— Stated exercise —
Only the lines from the one containing "Can you find the blurred" through the end of the data below should be copied, each exactly as written and with both ends kept.

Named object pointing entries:
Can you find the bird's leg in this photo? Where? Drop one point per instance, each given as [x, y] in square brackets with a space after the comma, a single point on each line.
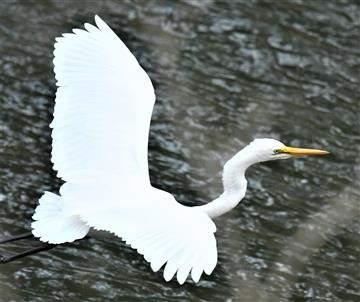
[8, 259]
[17, 237]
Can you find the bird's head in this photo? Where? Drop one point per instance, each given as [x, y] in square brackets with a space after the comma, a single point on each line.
[266, 149]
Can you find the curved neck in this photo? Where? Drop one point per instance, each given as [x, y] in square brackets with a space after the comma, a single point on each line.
[234, 183]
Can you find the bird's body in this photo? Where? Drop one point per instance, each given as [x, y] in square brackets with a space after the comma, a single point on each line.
[100, 132]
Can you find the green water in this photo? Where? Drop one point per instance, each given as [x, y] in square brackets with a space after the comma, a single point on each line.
[224, 73]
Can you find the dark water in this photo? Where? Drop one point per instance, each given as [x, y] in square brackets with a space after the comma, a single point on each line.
[224, 73]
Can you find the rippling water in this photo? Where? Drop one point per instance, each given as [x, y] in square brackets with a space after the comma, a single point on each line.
[224, 73]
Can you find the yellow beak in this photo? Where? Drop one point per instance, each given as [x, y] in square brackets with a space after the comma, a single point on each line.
[301, 151]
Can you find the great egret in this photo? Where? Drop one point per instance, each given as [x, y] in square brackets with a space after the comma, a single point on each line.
[100, 133]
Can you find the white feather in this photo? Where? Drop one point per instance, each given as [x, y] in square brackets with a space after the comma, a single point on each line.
[100, 133]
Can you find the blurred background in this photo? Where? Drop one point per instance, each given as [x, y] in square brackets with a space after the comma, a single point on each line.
[224, 72]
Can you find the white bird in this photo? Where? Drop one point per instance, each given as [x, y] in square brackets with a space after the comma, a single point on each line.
[100, 129]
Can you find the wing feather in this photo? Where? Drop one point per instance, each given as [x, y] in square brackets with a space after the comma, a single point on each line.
[100, 132]
[103, 106]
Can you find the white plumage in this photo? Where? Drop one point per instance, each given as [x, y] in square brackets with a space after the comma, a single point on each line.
[100, 134]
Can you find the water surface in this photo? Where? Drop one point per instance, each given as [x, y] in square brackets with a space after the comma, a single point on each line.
[224, 73]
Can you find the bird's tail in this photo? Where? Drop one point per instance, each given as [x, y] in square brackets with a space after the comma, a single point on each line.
[53, 225]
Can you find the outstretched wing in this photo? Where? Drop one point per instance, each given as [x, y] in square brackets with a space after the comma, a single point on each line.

— Exercise response —
Can you find the blurred background in this photo? Where? Drop one point per instance, each given as [x, y] in square brackets with a space after the comma, a single point on each line.
[224, 72]
Can you find the white bird in this photo? Where? Drop one point per instance, each given as [x, y] in square brackets with a space after the comma, a single point on each line.
[100, 129]
Can you find the wing feather in this photo? Where? Drop one point per instance, each given as [x, y] in square brackets with a space after the comma, a single point on each line.
[100, 132]
[103, 106]
Can you find the white plumage in this photo? Where? Drop one point per instance, each given as [x, y] in square brackets with a space after the comma, a single point on each line.
[100, 134]
Can you find the water surface in this photo? Where? Drop one point per instance, each given as [x, y] in square brackets with a space after the comma, a single point on each line.
[224, 73]
Can you find the bird's tail in this photo? Where? Drop one point per instance, each given as [x, y] in square brackets with a space after the comma, a single point on each line.
[53, 225]
Can you find the outstretched wing in this photo? Where? Drop one point per instance, each given as [x, y] in square brackets with a space after the comma, a single point on each line.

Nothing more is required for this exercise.